WHAT IS NEEDED: From the listing below, extract every line that contains the string "blade".

DATA SUPPLIED:
※
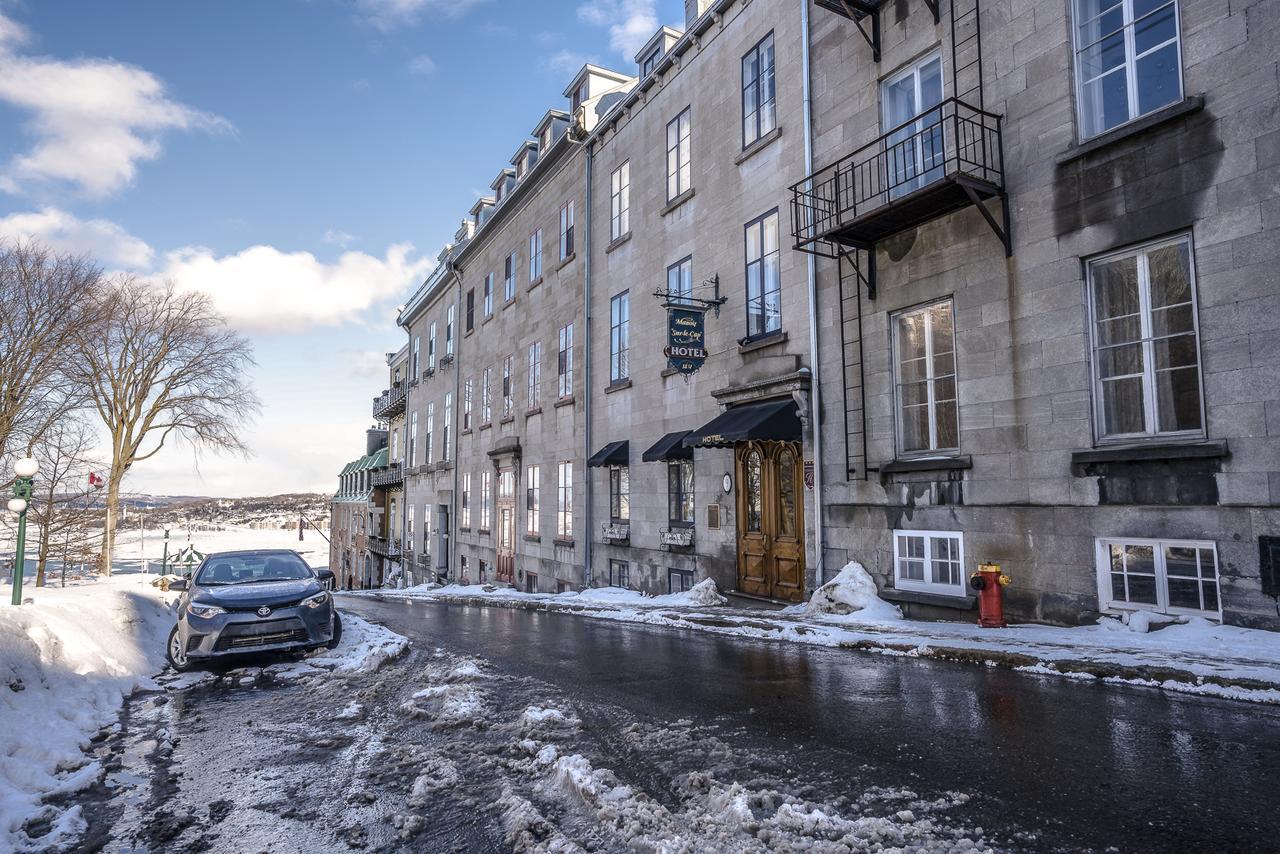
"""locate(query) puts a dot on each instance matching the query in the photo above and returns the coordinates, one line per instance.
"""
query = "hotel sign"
(686, 338)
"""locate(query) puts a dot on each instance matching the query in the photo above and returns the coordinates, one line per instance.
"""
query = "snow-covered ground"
(1197, 656)
(68, 660)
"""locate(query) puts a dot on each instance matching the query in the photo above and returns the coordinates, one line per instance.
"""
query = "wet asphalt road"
(1046, 763)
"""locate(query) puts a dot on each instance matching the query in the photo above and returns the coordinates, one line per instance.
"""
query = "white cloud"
(266, 290)
(566, 63)
(393, 14)
(630, 22)
(337, 237)
(421, 64)
(92, 119)
(105, 241)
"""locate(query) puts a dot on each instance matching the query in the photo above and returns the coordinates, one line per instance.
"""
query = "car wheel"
(337, 631)
(176, 652)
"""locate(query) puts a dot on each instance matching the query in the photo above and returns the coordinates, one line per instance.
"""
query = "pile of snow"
(365, 647)
(67, 662)
(851, 592)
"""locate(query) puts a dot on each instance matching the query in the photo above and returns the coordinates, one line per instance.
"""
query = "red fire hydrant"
(990, 583)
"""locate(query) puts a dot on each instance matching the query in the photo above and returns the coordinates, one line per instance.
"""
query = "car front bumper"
(237, 633)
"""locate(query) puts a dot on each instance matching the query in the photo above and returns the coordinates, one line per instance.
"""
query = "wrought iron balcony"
(391, 402)
(389, 476)
(940, 161)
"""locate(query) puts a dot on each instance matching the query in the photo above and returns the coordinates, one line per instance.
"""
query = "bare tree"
(45, 301)
(60, 506)
(161, 365)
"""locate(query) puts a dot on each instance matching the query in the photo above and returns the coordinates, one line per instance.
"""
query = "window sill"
(618, 241)
(677, 201)
(759, 145)
(1188, 105)
(1153, 452)
(760, 342)
(931, 464)
(965, 602)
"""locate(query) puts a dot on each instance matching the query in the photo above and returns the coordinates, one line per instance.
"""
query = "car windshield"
(252, 566)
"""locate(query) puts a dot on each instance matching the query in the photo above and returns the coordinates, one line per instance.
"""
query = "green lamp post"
(24, 473)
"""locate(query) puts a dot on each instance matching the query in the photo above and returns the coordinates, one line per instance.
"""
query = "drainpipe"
(816, 387)
(586, 364)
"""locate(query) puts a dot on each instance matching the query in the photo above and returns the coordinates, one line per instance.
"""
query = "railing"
(391, 402)
(949, 141)
(389, 476)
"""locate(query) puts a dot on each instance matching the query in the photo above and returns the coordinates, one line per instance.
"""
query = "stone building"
(1005, 270)
(1048, 330)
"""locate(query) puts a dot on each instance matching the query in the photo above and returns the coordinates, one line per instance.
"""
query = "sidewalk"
(1197, 657)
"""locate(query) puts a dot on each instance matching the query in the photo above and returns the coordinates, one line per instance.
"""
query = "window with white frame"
(465, 502)
(620, 493)
(1173, 576)
(924, 379)
(508, 278)
(565, 501)
(508, 388)
(535, 255)
(565, 362)
(467, 394)
(1146, 345)
(446, 455)
(533, 499)
(430, 432)
(759, 105)
(620, 337)
(567, 229)
(412, 439)
(620, 201)
(535, 373)
(1128, 60)
(763, 275)
(929, 561)
(679, 174)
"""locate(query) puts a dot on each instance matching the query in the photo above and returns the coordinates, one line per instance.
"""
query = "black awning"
(615, 453)
(763, 421)
(668, 447)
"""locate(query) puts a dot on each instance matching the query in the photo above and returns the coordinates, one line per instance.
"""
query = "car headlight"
(316, 601)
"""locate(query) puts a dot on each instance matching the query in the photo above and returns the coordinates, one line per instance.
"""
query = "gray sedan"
(255, 601)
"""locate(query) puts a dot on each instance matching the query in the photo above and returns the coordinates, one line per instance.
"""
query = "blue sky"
(301, 160)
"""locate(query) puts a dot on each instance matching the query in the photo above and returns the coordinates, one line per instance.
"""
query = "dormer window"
(650, 62)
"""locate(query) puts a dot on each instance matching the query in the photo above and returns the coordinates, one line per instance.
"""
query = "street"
(507, 729)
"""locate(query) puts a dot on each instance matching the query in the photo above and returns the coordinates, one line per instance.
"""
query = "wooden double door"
(771, 520)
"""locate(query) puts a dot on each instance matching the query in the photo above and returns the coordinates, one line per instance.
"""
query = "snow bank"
(67, 662)
(851, 592)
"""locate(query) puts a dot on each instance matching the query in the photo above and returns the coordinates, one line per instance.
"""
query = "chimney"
(375, 439)
(694, 10)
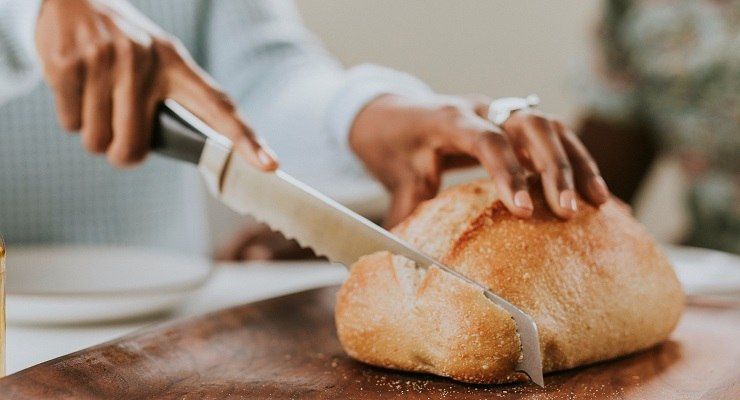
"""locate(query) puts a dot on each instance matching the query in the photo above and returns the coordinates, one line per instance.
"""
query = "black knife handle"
(175, 136)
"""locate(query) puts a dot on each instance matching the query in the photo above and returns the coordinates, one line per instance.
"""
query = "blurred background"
(652, 87)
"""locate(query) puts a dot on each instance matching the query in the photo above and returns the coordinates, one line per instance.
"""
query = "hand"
(407, 144)
(109, 67)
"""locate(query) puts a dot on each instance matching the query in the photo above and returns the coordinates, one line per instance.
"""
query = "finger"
(133, 106)
(480, 104)
(214, 107)
(66, 83)
(587, 175)
(496, 155)
(551, 162)
(97, 102)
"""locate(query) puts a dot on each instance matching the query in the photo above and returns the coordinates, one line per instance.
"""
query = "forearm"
(19, 67)
(295, 94)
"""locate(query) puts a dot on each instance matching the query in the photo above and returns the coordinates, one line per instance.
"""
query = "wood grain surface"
(286, 348)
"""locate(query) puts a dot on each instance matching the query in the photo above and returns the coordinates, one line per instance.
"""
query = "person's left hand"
(407, 144)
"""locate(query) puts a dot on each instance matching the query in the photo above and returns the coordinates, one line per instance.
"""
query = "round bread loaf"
(598, 287)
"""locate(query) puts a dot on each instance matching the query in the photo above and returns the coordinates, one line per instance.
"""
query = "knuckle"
(62, 67)
(94, 144)
(167, 48)
(99, 53)
(537, 122)
(131, 50)
(125, 156)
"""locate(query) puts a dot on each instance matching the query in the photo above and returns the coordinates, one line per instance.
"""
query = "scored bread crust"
(598, 287)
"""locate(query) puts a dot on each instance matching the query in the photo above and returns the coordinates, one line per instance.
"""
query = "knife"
(302, 213)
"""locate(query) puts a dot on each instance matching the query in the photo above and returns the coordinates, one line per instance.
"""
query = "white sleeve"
(19, 66)
(296, 96)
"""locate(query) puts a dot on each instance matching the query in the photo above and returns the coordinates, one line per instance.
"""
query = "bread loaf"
(597, 285)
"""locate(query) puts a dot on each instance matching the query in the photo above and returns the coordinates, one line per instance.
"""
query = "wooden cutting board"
(286, 348)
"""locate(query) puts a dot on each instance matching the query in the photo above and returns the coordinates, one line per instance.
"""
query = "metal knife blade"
(316, 221)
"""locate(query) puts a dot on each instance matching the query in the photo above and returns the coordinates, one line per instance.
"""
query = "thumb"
(196, 92)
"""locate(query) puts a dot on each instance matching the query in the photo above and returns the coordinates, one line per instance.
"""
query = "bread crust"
(598, 287)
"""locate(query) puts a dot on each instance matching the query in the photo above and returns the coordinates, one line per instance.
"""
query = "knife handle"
(176, 135)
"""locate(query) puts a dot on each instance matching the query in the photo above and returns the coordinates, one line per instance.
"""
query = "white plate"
(81, 284)
(704, 271)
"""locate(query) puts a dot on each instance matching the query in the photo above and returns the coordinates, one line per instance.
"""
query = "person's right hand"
(109, 68)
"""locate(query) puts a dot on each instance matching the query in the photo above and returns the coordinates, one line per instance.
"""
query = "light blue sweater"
(293, 92)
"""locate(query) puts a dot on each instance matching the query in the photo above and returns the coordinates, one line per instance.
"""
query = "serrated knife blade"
(311, 218)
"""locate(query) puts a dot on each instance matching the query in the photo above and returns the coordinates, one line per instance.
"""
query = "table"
(231, 284)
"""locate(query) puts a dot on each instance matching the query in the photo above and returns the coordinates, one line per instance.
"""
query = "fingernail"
(568, 200)
(599, 186)
(522, 200)
(265, 159)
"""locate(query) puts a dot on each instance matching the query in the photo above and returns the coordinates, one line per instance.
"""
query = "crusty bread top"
(597, 285)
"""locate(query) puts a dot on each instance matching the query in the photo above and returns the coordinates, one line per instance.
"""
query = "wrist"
(374, 116)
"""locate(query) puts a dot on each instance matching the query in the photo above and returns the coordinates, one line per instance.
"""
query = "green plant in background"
(675, 66)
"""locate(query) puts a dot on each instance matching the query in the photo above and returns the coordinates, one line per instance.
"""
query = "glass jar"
(2, 307)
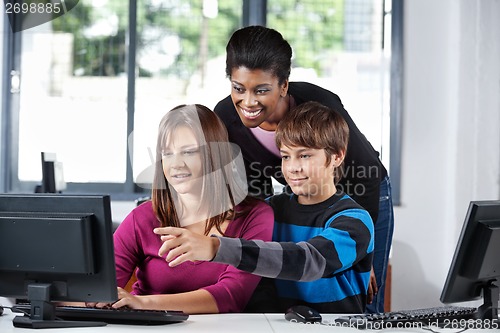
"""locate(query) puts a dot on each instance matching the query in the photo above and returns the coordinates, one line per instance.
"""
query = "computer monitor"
(475, 268)
(56, 248)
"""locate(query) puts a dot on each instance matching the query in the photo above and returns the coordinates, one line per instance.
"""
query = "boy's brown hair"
(314, 125)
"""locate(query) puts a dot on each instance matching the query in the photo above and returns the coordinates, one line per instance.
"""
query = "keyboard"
(124, 315)
(443, 317)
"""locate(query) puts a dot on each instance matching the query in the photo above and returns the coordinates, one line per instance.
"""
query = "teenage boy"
(322, 247)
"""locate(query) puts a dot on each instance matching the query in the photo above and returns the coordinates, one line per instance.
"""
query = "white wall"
(451, 137)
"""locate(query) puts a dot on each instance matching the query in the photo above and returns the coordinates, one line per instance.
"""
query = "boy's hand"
(182, 245)
(372, 287)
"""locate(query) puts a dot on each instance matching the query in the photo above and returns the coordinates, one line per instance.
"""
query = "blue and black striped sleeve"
(346, 239)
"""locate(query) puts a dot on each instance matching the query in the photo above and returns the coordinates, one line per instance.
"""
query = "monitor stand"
(42, 314)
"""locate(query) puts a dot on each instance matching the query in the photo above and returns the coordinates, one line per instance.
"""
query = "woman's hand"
(182, 245)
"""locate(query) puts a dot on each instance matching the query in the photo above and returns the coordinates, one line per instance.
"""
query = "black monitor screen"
(56, 247)
(475, 268)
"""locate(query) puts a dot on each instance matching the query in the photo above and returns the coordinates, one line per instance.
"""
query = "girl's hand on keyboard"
(126, 299)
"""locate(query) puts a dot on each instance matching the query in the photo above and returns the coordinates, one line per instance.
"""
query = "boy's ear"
(284, 89)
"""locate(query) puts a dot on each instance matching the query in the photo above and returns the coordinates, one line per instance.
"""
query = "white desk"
(239, 323)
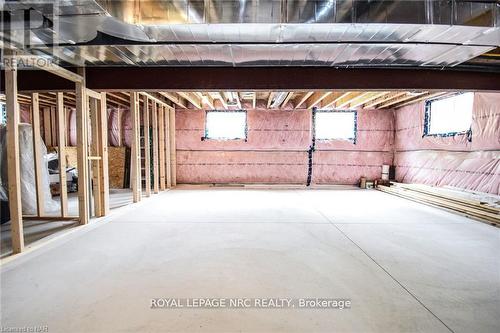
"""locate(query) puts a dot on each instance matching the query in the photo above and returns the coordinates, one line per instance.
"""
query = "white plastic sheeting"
(27, 169)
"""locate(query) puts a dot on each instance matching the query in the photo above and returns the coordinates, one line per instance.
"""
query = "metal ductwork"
(343, 33)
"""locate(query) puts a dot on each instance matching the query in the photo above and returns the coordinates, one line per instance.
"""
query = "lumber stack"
(433, 196)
※
CORRECT RESPONSE:
query = "metal knife blade"
query = "serrated knife blade"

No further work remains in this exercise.